** Start INFORMATION GIVEN **

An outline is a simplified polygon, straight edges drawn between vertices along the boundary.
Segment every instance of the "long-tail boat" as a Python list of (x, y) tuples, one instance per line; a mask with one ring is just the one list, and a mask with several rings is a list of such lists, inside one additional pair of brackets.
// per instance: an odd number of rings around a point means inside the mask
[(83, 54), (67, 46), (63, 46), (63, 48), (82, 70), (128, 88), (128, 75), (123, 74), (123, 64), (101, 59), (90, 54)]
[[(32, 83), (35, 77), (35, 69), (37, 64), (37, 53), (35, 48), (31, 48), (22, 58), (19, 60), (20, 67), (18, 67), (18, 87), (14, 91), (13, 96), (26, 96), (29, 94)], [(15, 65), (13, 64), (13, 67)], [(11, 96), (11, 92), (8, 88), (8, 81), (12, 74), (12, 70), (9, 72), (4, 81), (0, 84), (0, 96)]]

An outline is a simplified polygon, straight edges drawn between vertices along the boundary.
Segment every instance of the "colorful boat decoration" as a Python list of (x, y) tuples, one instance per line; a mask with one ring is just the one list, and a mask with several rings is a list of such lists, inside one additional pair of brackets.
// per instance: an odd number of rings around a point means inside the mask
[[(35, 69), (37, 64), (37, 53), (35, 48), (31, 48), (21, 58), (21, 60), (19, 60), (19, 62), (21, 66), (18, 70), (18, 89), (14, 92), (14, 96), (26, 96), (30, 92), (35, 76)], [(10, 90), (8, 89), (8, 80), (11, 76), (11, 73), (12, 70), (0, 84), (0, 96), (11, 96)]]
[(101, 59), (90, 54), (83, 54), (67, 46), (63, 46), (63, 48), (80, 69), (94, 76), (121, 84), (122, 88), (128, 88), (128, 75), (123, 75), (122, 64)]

** End INFORMATION GIVEN **

Transcribe the material above in its entirety. Match it exactly.

An outline is a simplified polygon, straight edges drawn between vertices along the boundary.
Segment every instance of the "long-tail boat" as a Python list of (x, y) tuples, one instance per line; a mask with one ring is just the one list, and a mask with several rings is a list of such lists, inside one additional pair of brackets.
// per instance: an odd number of rings around a point means inside the mask
[(83, 54), (67, 46), (63, 46), (63, 48), (82, 70), (128, 88), (128, 75), (123, 74), (123, 64), (101, 59), (90, 54)]
[[(32, 83), (35, 77), (35, 69), (37, 64), (37, 53), (35, 48), (31, 48), (22, 58), (19, 60), (20, 67), (18, 67), (18, 87), (14, 91), (13, 96), (26, 96), (29, 94)], [(15, 65), (13, 64), (13, 67)], [(11, 96), (11, 92), (8, 88), (8, 81), (12, 74), (12, 70), (9, 72), (4, 81), (0, 84), (0, 96)]]

An outline is a simplified polygon, straight edges drawn between vertices along the boundary.
Segment every instance of the "colorful boat decoration" as a Python list of (x, y) tuples, one instance per line; a mask with one ring is just the one list, and a mask with several rings is a list of such lists, inside one additional pair of brackets.
// per instance: an odd number of rings around a point means inside the mask
[[(35, 69), (37, 64), (37, 53), (35, 48), (31, 48), (21, 58), (21, 60), (19, 60), (19, 62), (21, 66), (18, 70), (18, 89), (14, 92), (14, 96), (26, 96), (30, 92), (35, 76)], [(10, 90), (8, 89), (8, 80), (11, 76), (11, 73), (12, 70), (0, 84), (0, 96), (11, 96)]]
[(101, 59), (90, 54), (83, 54), (67, 46), (63, 46), (63, 48), (80, 69), (94, 76), (121, 84), (122, 88), (128, 88), (128, 75), (123, 75), (122, 64)]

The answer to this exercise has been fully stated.